= MATERIAL FOR THE TASK =
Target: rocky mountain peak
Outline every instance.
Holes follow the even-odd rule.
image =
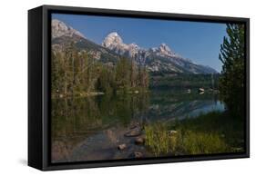
[[[161,44],[158,49],[160,54],[169,55],[169,56],[173,54],[173,53],[166,44]]]
[[[82,38],[86,38],[80,32],[73,29],[71,26],[67,25],[62,21],[57,19],[52,20],[52,38],[56,38],[60,36],[70,36],[74,35],[80,36]]]
[[[112,32],[109,34],[108,34],[102,43],[102,45],[104,47],[108,47],[108,48],[110,47],[110,49],[111,48],[113,49],[114,46],[120,45],[120,44],[123,44],[123,40],[117,32]]]

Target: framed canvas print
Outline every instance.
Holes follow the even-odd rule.
[[[249,19],[28,12],[28,165],[249,157]]]

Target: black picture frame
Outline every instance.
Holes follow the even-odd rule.
[[[147,158],[136,160],[99,161],[51,163],[51,18],[52,13],[125,16],[133,18],[166,19],[210,23],[239,23],[245,24],[246,48],[246,119],[245,152],[211,155],[177,156],[172,158]],[[165,162],[209,161],[250,157],[250,19],[110,10],[99,8],[42,5],[28,11],[28,165],[42,171],[95,168]]]

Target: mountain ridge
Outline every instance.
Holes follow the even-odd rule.
[[[135,43],[125,44],[117,32],[112,32],[105,37],[101,44],[97,44],[56,19],[52,21],[52,34],[55,48],[63,47],[61,45],[65,45],[64,44],[73,41],[79,50],[92,53],[96,59],[104,63],[115,63],[119,57],[128,57],[137,64],[146,66],[149,72],[153,73],[218,73],[208,65],[195,64],[177,54],[164,43],[158,47],[144,49]],[[63,40],[60,40],[61,38]]]

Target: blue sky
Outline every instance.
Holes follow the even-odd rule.
[[[221,71],[219,52],[226,35],[225,24],[62,14],[53,14],[52,18],[63,21],[97,44],[109,33],[118,32],[126,44],[150,48],[165,43],[183,57]]]

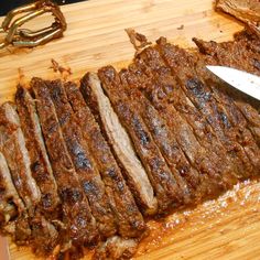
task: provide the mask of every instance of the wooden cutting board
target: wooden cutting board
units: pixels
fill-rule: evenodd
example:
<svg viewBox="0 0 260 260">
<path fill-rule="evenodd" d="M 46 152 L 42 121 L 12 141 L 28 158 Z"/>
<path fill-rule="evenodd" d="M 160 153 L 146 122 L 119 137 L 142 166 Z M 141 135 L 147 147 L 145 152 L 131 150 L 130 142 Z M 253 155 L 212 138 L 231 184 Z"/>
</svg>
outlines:
<svg viewBox="0 0 260 260">
<path fill-rule="evenodd" d="M 12 99 L 21 76 L 58 77 L 50 68 L 52 58 L 72 68 L 72 79 L 106 64 L 122 67 L 134 53 L 127 28 L 150 41 L 164 35 L 186 47 L 194 46 L 193 36 L 231 40 L 241 25 L 215 13 L 212 4 L 212 0 L 90 0 L 65 6 L 65 37 L 33 50 L 0 51 L 0 101 Z M 30 26 L 44 23 L 40 18 Z M 259 259 L 259 189 L 258 182 L 246 182 L 219 199 L 150 221 L 151 235 L 141 242 L 137 259 Z M 11 259 L 35 259 L 11 242 L 10 253 Z"/>
</svg>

= TASK INSTRUCTIONS =
Rewrite all of the data above, changing every "even-odd rule" to "even-odd fill rule" and leaving everything else unchanged. Leave the pictures out of your answer.

= SOLUTION TO THIS TASK =
Target: rocky mountain peak
Outline every instance.
Holes follow the even-odd fill rule.
image =
[[[161,44],[158,49],[160,54],[169,55],[169,56],[173,54],[173,53],[166,44]]]
[[[82,38],[86,38],[80,32],[73,29],[71,26],[67,25],[62,21],[57,19],[52,20],[52,38],[56,38],[60,36],[70,36],[74,35],[80,36]]]
[[[112,32],[109,34],[108,34],[102,43],[102,45],[104,47],[108,47],[108,48],[110,47],[110,49],[111,48],[113,49],[114,46],[120,45],[120,44],[123,44],[123,40],[117,32]]]

Target: framed canvas print
Outline every instance.
Holes follow the even-odd fill rule.
[[[249,19],[28,12],[28,165],[249,157]]]

Target: black picture frame
Outline every instance.
Holes follow the even-odd fill rule.
[[[147,158],[136,160],[99,161],[51,163],[51,18],[52,13],[125,16],[133,18],[166,19],[210,23],[239,23],[245,24],[246,48],[246,119],[245,152],[211,155],[177,156],[172,158]],[[165,162],[209,161],[250,157],[250,19],[110,10],[99,8],[42,5],[28,11],[28,165],[42,171],[95,168]]]

Target: mountain ridge
Outline every instance.
Holes follow the even-odd fill rule.
[[[135,43],[125,44],[117,32],[112,32],[105,37],[101,44],[97,44],[56,19],[52,21],[52,34],[55,48],[63,47],[61,45],[65,45],[64,44],[73,41],[79,50],[92,53],[96,59],[104,63],[115,63],[119,57],[128,57],[137,64],[146,66],[149,72],[153,73],[218,73],[208,65],[195,64],[177,54],[164,43],[158,47],[144,49]],[[63,40],[60,40],[61,38]]]

Target: blue sky
Outline every instance.
Holes follow the even-odd fill rule.
[[[221,71],[219,52],[226,35],[225,24],[62,14],[53,14],[52,18],[63,21],[97,44],[109,33],[118,32],[126,44],[150,48],[165,43],[183,57]]]

task: provide the mask of every instance of the wooden cutting board
target: wooden cutting board
units: pixels
fill-rule: evenodd
example:
<svg viewBox="0 0 260 260">
<path fill-rule="evenodd" d="M 46 152 L 42 121 L 12 141 L 28 158 Z"/>
<path fill-rule="evenodd" d="M 160 153 L 146 122 L 119 137 L 142 166 Z M 141 135 L 147 147 L 145 152 L 131 150 L 130 142 Z M 253 155 L 212 138 L 231 184 Z"/>
</svg>
outlines:
<svg viewBox="0 0 260 260">
<path fill-rule="evenodd" d="M 12 99 L 21 76 L 58 77 L 50 68 L 52 58 L 72 68 L 72 79 L 106 64 L 122 67 L 134 53 L 127 28 L 150 41 L 164 35 L 186 47 L 194 46 L 193 36 L 231 40 L 241 25 L 215 13 L 212 4 L 212 0 L 90 0 L 65 6 L 65 37 L 33 50 L 0 51 L 0 101 Z M 30 26 L 44 23 L 40 18 Z M 259 259 L 259 189 L 258 182 L 246 182 L 219 199 L 150 221 L 151 235 L 141 242 L 137 259 Z M 11 259 L 35 259 L 11 242 L 10 253 Z"/>
</svg>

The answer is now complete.